START Data extracts

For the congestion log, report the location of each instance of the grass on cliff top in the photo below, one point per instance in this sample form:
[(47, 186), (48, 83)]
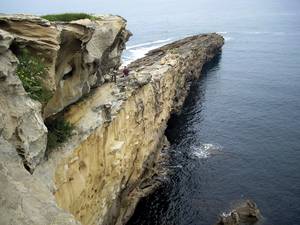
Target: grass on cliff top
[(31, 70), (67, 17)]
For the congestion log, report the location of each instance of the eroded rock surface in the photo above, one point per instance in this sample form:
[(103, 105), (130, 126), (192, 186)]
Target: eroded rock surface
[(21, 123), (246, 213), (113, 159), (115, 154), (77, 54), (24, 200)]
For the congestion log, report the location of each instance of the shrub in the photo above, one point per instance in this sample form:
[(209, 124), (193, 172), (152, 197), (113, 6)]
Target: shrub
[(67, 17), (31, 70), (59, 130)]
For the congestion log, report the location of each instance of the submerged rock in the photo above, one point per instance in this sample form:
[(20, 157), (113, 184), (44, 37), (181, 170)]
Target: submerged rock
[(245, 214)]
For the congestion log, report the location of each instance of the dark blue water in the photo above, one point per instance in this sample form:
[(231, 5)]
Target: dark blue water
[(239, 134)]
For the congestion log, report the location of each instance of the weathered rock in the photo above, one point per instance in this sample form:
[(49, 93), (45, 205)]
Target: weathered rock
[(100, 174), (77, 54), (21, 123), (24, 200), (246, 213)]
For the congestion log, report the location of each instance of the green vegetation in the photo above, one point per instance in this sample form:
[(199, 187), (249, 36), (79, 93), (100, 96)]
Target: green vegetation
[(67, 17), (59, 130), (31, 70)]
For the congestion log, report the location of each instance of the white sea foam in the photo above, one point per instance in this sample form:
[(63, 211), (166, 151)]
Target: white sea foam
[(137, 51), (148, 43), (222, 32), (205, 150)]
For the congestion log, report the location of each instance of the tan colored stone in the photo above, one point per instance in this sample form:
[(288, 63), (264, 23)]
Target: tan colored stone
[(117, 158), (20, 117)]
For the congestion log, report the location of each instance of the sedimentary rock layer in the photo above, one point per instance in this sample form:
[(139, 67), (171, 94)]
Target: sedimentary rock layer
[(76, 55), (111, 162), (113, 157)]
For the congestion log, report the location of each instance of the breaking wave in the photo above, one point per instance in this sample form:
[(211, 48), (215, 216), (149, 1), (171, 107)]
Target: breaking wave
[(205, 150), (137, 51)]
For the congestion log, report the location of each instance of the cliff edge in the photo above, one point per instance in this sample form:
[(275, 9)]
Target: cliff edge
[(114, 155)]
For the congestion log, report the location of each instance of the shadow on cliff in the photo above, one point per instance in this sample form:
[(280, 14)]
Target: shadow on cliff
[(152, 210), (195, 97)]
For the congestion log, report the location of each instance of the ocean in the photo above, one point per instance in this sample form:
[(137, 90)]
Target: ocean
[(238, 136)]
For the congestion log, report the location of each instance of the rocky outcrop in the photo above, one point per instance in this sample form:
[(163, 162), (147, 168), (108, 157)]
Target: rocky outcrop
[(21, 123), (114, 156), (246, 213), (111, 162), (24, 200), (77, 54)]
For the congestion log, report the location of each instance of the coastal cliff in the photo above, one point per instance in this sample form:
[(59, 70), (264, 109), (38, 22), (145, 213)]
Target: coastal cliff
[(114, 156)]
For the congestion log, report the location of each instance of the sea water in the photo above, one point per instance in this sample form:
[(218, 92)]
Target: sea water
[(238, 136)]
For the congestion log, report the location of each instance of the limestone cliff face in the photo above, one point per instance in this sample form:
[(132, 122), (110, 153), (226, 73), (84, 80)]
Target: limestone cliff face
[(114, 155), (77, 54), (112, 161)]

END Data extracts

→ **Exercise details**
A faithful reproduction of every entry, with no pictures, is the expected answer.

→ **Final answer**
For the congestion log, report the location of each instance of the grass on cliff top in the photo below, one point per instance in this sample form:
[(47, 186), (48, 83)]
Target: grass on cliff top
[(31, 70), (67, 17)]
For the congestion log, report the location of each instance of the eroded rock surface in the photo above, one point per instance in this sample form:
[(103, 105), (130, 126), (192, 186)]
Target: eroded rock surface
[(21, 123), (246, 213), (113, 159), (115, 154), (77, 54), (24, 200)]
For the congestion log, report the location of each instance of the shrub in the photo above, one point per instance in this sample form:
[(209, 124), (193, 172), (152, 197), (113, 6)]
Target: shrub
[(67, 17), (31, 70), (59, 130)]
For the congestion log, report the location of each instance of the submerged rock in the photo above, one point per instance in this sample form:
[(20, 157), (113, 184), (44, 37), (181, 170)]
Target: submerged rock
[(245, 214)]
For the congestion log, report the location of each instance of the dark blue water in the photo above, one point per instance in this sample form:
[(231, 5)]
Target: dark blue water
[(239, 134)]
For the congestion log, report the location of each instance of the weathered rock in the photo above, one point per instance in this sample form:
[(49, 93), (45, 205)]
Target: weathered rock
[(100, 174), (77, 54), (21, 123), (24, 200), (246, 213)]
For the congestion log, report the location of each instance of the green vegetation in the photo above, one point per instance in this sample form:
[(199, 187), (249, 36), (79, 93), (100, 96)]
Target: green vegetation
[(67, 17), (59, 130), (31, 70)]
For the congestion log, report the location of each instance of the white sea foam in the photo above, one point per instance in this sample form:
[(63, 211), (166, 151)]
Target: white sea foam
[(137, 51), (148, 43), (222, 32), (205, 150)]
For the congestion log, report the location of each instance of the tan colored stone in the photo above, one point per instance in this sample form:
[(288, 63), (264, 23)]
Target: tan colored stone
[(117, 158), (20, 117)]
For the congestion log, report the location of each instance of the sedimentary rock layer in the photo above, one point per instance in this sample form:
[(139, 67), (171, 94)]
Target: sedimentary rock layer
[(76, 55), (111, 162), (113, 157)]
For the congestion log, report the location of each instance of the breaking wave in the photo above, one point per instance in this sample form:
[(211, 48), (215, 216), (149, 1), (171, 107)]
Target: breaking wave
[(205, 150), (137, 51)]
For the congestion log, report the location of each instance of the cliff edge in the photo above, one point per instance in this sample form:
[(275, 9)]
Target: cliff edge
[(114, 155)]
For the congestion log, report the location of each instance of the shadow on cliff in the photo above, one point per instance in this sample form:
[(280, 14)]
Target: shadow on cliff
[(152, 210), (195, 97)]
For the congestion log, report the location of each instance of the ocean in the photo above, one point per instance in this sample form:
[(137, 90)]
Target: ocean
[(238, 136)]
For the congestion log, report the location of each instance of the rocky outcrop in the photo above, one point per instance in this sample form:
[(163, 162), (147, 168), (108, 157)]
Target: rocky outcrop
[(21, 123), (114, 156), (246, 213), (111, 162), (24, 200), (77, 54)]
For the congestion log, report the location of each instance of the coastal cliff in the photo above, one point per instance in this sample form:
[(59, 70), (264, 109), (38, 22), (145, 213)]
Target: coastal cliff
[(114, 156)]
For the congestion log, report the location of each instance of the sea water in the photo above, one point per instance in this sample form:
[(218, 92)]
Target: sea water
[(238, 136)]
For the congestion log, report the location of each instance of the limestone cliff face in the photo above, one point per instance in this sample form:
[(132, 122), (110, 153), (226, 73), (84, 80)]
Target: limestone cliff face
[(114, 155), (77, 54), (112, 161)]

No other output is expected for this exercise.